**What you have to do:** Can you repeat the passage about coping with the pandemic, starting with "Now businesses that" and going on through "of what happens.", with "vaccine" replaced by "cure"?

**Source extract:**
- - - -

I would say I’m managing the isolation well overall. Most of my hobbies are ones that are done alone, such as writing, playing guitar and keyboard, and reading. I also regularly keep in touch with family over FaceTime, and stay in touch with friends over virtual happy hours in addition to in-person hangouts with my neighbors. I’m also fortunate to live near the River Walk, where I can take my dog on walks and enjoy the outdoors.
Now businesses that are starting to reopen, there will more than likely be a spike in cases over the next couple of months, but the lockdowns appear to have accomplished their original goal of preventing an overwhelming of the hospital system. The economic toll of maintaining a lockdown until we have a vaccine is too great and too many people will be hurt by it, mainly working-class people who are basically forbidden from working. Often I feel this fact is lost on the public figures pushing hardest for the lockdowns and the government officials implementing them because they will have work and a steady income regardless of what happens.
Most of the people who I regularly interact with are younger, healthy, and are at low risk of any complications. They often project this as invincibility and continue to go out and be active as before. But that also makes them vectors for the virus. Back in March, I would frequently look through my social media feed and see that many people were out at bars, or cramming into restaurants, and otherwise not paying attention. This was people not putting themselves in other’s shoes. I didn’t resent them, because if I were young and not dealing with a chronic disease, I would likely be doing the same things.

- - - -

**Extracted entries:**
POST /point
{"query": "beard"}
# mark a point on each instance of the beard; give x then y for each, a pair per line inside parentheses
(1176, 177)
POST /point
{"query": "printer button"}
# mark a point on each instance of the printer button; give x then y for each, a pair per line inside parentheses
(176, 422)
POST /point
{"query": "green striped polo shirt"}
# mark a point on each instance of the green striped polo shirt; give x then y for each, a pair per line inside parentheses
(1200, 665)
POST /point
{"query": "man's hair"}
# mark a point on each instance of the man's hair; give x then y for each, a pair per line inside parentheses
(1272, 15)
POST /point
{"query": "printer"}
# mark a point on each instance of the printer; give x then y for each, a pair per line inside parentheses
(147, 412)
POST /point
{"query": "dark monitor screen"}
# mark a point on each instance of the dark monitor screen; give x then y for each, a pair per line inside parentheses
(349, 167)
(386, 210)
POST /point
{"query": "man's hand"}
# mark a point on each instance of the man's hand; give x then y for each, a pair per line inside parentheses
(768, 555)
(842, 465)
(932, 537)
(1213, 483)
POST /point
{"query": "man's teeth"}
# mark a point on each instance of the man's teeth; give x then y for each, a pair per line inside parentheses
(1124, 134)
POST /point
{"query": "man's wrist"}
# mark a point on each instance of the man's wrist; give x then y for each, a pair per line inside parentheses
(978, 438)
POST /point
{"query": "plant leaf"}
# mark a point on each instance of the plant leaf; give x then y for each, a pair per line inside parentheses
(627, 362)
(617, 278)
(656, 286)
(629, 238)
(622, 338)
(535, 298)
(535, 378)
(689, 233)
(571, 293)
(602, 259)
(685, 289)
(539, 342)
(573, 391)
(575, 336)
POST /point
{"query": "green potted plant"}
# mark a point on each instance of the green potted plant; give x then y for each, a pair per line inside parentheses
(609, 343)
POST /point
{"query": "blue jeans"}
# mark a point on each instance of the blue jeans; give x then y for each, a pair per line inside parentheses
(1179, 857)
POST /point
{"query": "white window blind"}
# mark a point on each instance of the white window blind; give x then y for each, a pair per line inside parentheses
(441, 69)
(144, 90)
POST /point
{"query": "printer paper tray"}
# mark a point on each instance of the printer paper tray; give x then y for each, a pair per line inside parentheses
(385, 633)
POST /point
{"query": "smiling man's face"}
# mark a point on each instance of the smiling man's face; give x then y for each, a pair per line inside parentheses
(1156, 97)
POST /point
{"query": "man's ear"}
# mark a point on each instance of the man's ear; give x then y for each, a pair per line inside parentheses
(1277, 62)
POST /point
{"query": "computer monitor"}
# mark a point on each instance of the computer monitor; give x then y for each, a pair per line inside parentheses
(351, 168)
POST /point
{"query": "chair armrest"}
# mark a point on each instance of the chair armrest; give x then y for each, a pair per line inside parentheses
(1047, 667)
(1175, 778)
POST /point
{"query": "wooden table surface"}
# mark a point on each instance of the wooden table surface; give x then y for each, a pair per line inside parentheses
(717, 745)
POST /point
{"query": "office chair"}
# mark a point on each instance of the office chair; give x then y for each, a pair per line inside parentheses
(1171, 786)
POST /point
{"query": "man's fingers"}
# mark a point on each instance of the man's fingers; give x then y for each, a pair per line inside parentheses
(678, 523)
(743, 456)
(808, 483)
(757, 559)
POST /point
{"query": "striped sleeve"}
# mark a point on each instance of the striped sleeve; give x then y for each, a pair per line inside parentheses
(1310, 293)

- - - -

**Solution to this task:**
Now businesses that are starting to reopen, there will more than likely be a spike in cases over the next couple of months, but the lockdowns appear to have accomplished their original goal of preventing an overwhelming of the hospital system. The economic toll of maintaining a lockdown until we have a cure is too great and too many people will be hurt by it, mainly working-class people who are basically forbidden from working. Often I feel this fact is lost on the public figures pushing hardest for the lockdowns and the government officials implementing them because they will have work and a steady income regardless of what happens.